Ausgewählter Auszug:
Mutiertes Schweinegrippe-Virus: Gesundheitsbehörden entwarnen
Die Weltgesundheitsorganisation gibt wegen in Norwegen entdeckter Mutationen des Schweinegrippe-Virus Entwarnung. Der Impfstoff greife auch hier.
STOCKHOLM taz | Das Schweinegrippen-Virus ist mutiert. Doch diese Meldung aus Norwegen biete keinen Grund zu gesteigerter Unruhe, teilt die Weltgesundheitsorganisation WHO mit. Am Freitag hatten die norwegischen Gesundheitsbehörden vom Nachweis einer mutierten Variante des Virus bei drei an der Schweinegrippe Erkrankten – darunter zwei Verstorbenen – berichtet. Und man wollte auch nicht ausschließen, dass diese Variante seit einiger Zeit im Lande zirkuliert.
Laut WHO-Sprecherin Nyka Alexander handelt es sich hierbei aber offenbar um sporadische Einzelfälle und nichts deute bisher darauf hin, dass sich das mutierte Virus von Mensch zu Mensch vermehre. Im übrigen würden die gängigen Impfstoffe Schutz auch gegenüber der mutierten Variante bieten.
„Die mutierte Variante gelingt tiefer in die Lungen als das ursprüngliche Virus“, teilte Geir Stene-Larsen, Direktor der norwegischen Gesundheitsbehörde „Folkehelseinstituttet“ mit. Einerseits verursache es einen milderen Krankheitsverlauf bei den meisten, könne aber für einige wenige PatientInnen gefährlicher sein. Man gehe nicht davon aus, dass die beiden konstatierten Todesfälle – zwei von mittlerweile 23 Schweinegrippe-Toten in Norwegen - speziell auf die Mutation zurückgeführt werden könnten. Auch die WHO meint, man habe keine Anhaltspunkte dafür, dass die Mutation aggressiver als die ursprüngliche Variante sei.

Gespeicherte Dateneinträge
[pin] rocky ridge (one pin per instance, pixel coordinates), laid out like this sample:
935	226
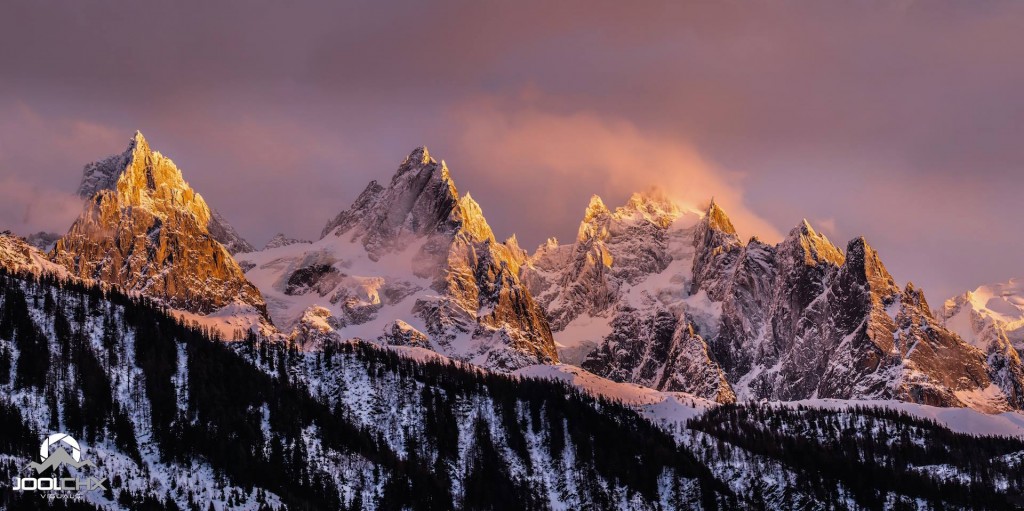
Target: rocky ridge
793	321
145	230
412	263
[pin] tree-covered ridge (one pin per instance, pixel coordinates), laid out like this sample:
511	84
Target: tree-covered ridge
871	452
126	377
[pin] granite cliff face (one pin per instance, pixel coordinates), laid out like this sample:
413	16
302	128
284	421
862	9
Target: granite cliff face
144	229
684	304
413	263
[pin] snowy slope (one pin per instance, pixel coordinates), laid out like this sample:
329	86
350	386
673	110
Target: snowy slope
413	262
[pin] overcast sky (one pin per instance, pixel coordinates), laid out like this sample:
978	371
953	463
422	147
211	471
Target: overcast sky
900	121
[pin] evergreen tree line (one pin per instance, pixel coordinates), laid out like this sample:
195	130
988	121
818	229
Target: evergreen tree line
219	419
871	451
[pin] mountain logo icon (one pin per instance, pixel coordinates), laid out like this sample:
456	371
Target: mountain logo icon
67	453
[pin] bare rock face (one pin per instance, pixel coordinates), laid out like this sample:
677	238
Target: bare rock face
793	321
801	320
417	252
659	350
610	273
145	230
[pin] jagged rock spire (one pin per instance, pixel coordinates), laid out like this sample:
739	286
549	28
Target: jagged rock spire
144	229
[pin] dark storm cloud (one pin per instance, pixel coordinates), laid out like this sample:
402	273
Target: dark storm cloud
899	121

Arbeitsauftrag:
Nenne bitte alle Aussagen, die der Auszug über das mutierte Schweinegrippe-Virus Geir Stene-Larsen zuschreibt.

Antwort zur Übung:
- Die mutierte Variante gelangt tiefer in die Lungen als das ursprüngliche Virus.
- Sie verursacht bei den meisten einen milderen Krankheitsverlauf.
- Für einige wenige Patientinnen und Patienten kann sie gefährlicher sein.
- Man geht nicht davon aus, dass die beiden festgestellten Todesfälle speziell auf die Mutation zurückzuführen sind.